What the task requires:
Please count the lines in the entries below that contain the string "pole", and reply with only that number.

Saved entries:
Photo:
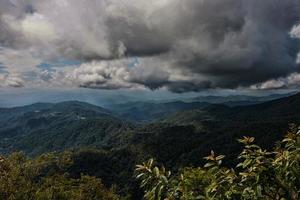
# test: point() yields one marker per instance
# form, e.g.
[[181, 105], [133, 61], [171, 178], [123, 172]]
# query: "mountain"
[[104, 144], [239, 100], [40, 128], [149, 111]]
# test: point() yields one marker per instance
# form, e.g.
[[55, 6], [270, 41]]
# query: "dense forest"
[[260, 174], [75, 150]]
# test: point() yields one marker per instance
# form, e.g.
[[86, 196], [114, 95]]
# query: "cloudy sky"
[[178, 46]]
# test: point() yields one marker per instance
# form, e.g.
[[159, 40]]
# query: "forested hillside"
[[101, 143]]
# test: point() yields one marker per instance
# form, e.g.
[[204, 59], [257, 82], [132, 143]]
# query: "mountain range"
[[108, 142]]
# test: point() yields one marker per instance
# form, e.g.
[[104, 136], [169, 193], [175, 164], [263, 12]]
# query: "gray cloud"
[[181, 45]]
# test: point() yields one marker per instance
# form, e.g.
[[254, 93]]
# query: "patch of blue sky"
[[58, 63], [2, 69]]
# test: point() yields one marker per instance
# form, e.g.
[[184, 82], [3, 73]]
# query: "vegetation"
[[44, 178], [261, 174]]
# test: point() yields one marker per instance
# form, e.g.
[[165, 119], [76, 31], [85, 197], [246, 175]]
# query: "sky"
[[156, 47]]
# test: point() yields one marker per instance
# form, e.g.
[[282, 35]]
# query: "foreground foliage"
[[259, 175], [43, 178]]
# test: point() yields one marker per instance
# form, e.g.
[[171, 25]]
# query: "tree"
[[259, 175]]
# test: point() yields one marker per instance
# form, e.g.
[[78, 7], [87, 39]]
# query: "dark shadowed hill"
[[42, 128]]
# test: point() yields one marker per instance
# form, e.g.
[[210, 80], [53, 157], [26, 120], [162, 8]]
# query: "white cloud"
[[292, 80]]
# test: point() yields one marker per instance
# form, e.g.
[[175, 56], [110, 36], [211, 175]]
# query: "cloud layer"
[[178, 45]]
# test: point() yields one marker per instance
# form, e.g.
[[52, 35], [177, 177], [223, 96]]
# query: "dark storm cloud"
[[186, 45]]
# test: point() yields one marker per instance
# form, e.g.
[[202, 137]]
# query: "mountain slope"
[[42, 128]]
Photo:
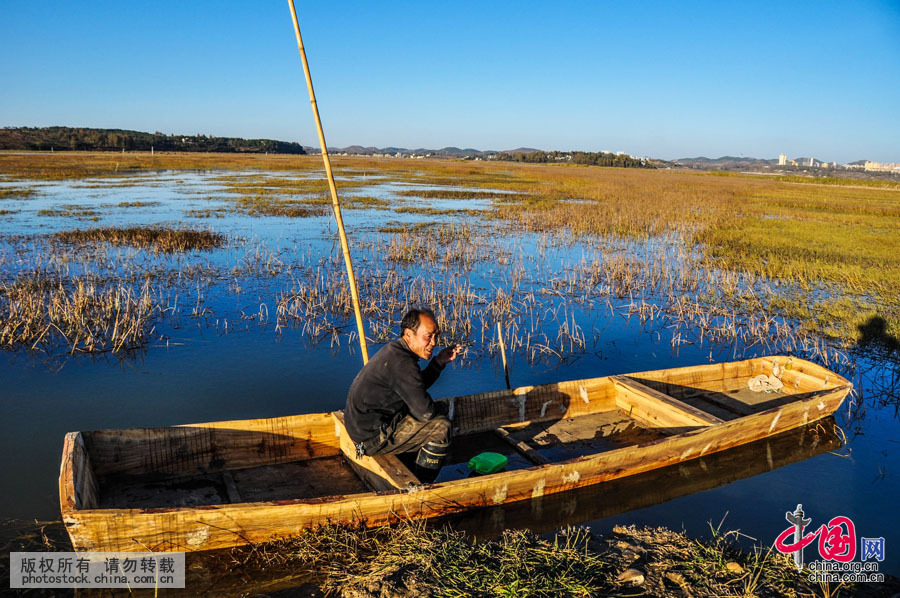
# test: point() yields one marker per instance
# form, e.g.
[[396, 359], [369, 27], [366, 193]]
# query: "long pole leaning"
[[335, 204]]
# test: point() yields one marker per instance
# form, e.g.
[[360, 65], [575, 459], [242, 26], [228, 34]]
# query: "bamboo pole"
[[335, 204], [503, 355]]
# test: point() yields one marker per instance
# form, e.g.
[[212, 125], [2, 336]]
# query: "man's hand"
[[448, 354]]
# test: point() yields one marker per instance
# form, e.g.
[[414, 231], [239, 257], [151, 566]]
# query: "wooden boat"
[[221, 484]]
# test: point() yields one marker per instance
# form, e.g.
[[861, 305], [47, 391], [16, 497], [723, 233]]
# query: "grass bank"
[[413, 560]]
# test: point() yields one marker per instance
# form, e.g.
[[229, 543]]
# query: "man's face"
[[422, 341]]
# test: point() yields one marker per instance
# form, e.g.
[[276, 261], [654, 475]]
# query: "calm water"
[[198, 369]]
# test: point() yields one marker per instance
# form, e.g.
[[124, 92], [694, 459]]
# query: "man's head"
[[419, 330]]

Output for this exercise:
2